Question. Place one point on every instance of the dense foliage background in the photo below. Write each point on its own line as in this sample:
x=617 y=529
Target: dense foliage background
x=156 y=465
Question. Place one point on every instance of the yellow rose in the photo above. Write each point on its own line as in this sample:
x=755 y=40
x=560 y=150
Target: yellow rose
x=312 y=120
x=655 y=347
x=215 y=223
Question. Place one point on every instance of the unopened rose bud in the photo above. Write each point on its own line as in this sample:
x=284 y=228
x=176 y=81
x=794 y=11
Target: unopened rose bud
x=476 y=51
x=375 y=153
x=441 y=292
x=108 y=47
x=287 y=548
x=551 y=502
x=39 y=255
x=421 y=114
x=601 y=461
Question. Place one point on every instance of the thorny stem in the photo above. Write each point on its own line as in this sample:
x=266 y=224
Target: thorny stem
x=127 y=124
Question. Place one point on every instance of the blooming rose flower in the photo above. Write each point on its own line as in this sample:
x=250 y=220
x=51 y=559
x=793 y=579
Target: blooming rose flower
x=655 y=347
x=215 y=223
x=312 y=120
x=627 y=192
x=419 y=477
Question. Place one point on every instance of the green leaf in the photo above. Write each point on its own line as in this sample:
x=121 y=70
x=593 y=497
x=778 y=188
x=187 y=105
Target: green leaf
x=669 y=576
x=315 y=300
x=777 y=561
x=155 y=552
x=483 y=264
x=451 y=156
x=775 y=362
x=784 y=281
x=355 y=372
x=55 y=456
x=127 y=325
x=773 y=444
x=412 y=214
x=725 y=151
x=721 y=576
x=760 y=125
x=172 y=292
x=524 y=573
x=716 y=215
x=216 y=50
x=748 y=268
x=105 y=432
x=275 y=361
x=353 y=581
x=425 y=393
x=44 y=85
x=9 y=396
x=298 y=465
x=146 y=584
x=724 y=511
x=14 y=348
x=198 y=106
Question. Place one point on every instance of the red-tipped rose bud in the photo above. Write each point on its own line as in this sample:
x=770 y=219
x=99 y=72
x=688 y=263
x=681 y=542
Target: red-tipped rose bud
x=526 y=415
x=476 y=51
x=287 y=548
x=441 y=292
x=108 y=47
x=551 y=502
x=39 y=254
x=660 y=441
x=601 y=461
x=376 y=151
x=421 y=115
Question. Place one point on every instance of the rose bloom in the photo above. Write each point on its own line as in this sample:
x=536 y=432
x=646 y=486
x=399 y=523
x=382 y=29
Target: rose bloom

----

WHAT TO DO ▸
Copy every line from the data that includes the string "sample".

EXERCISE SOLUTION ▸
Question. Place one point on every instance of the dense foliage background in the photo below. Write each point on its own line as in this sample:
Question. Place one point on every instance of the yellow rose in the photo above. Write each point on its own line as in this sample:
Question. Place one point on every instance of the unopened rose bud in the photo above. Write each point on its own line as in this sample:
Question. Place one point on every instance of the thorny stem in the photo above. Write each point on its own line as in this sample:
Question. Place one point on every instance of the blooming rose flower in the photo above. Write each point on its own line as in this sample:
Question. Place one point on every instance of the green leaf in the photo above. Write each point on its own line as in this sample:
Question. Place one point on every instance of the red-tipped rose bud in the photo above. Write each point on its own line as in this sample:
Question. Place one point on every instance of the rose bloom in the photo above. Write each point on its own line as in this sample:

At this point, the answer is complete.